───── Dataset rows ─────

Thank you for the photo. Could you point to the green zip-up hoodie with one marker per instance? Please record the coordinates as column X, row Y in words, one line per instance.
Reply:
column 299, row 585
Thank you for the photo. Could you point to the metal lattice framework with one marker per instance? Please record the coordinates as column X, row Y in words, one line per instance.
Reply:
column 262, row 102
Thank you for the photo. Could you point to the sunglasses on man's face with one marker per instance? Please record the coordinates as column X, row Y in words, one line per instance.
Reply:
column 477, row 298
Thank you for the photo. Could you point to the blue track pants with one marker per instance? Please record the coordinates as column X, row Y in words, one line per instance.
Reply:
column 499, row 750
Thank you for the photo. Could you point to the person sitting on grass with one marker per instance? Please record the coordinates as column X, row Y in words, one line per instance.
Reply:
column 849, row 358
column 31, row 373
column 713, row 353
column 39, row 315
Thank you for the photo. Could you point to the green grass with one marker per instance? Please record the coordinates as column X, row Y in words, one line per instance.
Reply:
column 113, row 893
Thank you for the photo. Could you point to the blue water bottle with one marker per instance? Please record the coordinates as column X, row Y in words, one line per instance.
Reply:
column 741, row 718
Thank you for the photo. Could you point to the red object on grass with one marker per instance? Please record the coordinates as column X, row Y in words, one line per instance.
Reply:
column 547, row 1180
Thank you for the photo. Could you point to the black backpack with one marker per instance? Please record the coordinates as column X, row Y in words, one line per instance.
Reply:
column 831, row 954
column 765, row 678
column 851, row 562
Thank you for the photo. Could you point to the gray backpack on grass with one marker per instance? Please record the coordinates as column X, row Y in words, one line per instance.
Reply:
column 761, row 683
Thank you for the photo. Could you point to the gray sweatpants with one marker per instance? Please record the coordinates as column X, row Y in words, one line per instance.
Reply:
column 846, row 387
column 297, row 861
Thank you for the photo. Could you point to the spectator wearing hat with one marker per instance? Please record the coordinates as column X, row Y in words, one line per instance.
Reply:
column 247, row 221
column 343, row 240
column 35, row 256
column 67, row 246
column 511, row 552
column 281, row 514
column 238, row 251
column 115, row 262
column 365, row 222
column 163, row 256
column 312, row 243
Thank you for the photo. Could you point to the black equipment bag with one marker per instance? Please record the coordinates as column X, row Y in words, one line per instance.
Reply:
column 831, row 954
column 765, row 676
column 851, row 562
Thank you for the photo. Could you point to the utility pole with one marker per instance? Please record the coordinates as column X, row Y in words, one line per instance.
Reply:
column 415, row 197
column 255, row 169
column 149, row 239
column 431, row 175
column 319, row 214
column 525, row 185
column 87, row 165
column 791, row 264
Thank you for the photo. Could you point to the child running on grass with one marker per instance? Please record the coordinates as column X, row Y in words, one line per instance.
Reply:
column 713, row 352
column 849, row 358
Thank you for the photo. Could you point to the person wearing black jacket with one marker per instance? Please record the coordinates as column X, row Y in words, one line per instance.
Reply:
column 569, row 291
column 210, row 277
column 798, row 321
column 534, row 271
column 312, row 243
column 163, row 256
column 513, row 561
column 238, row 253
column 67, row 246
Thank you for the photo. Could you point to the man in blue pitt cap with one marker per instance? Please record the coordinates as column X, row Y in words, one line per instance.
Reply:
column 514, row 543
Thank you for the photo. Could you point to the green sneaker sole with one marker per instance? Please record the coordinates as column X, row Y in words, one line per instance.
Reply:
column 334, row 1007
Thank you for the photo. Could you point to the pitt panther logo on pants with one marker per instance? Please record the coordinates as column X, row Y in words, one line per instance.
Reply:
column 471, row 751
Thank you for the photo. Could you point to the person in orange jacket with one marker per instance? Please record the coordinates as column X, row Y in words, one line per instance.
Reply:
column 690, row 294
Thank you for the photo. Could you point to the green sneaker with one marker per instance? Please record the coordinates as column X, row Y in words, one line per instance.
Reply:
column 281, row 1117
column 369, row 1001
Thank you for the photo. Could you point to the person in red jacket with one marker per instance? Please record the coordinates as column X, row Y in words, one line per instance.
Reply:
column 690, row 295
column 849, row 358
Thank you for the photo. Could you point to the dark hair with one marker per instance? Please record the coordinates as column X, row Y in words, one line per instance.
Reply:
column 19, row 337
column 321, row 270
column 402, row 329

─────

## What is needed
Format the items from their first line up to and including the line containing "column 477, row 298" as a Markdown table with two columns, No. and Text, where each row holds a running number and one line, and blank lines are skipped.

## Expected output
| No. | Text |
|---|---|
| 1 | Thank you for the photo. Could you point to the green zip-up hoodie with one marker per instance? Please record the coordinates as column X, row Y in words, one line per instance. |
| 2 | Reply: |
| 3 | column 299, row 585 |
| 4 | Thank you for the photo. Could you point to the metal lattice framework with one marker per instance? Please record the coordinates as column X, row Y in words, one line per instance. |
| 5 | Reply: |
| 6 | column 262, row 102 |
| 7 | Thank you for the photo. Could you point to the sunglasses on man's face with one marker per instance? Please record the coordinates as column X, row Y in words, one line per instance. |
| 8 | Reply: |
| 9 | column 477, row 298 |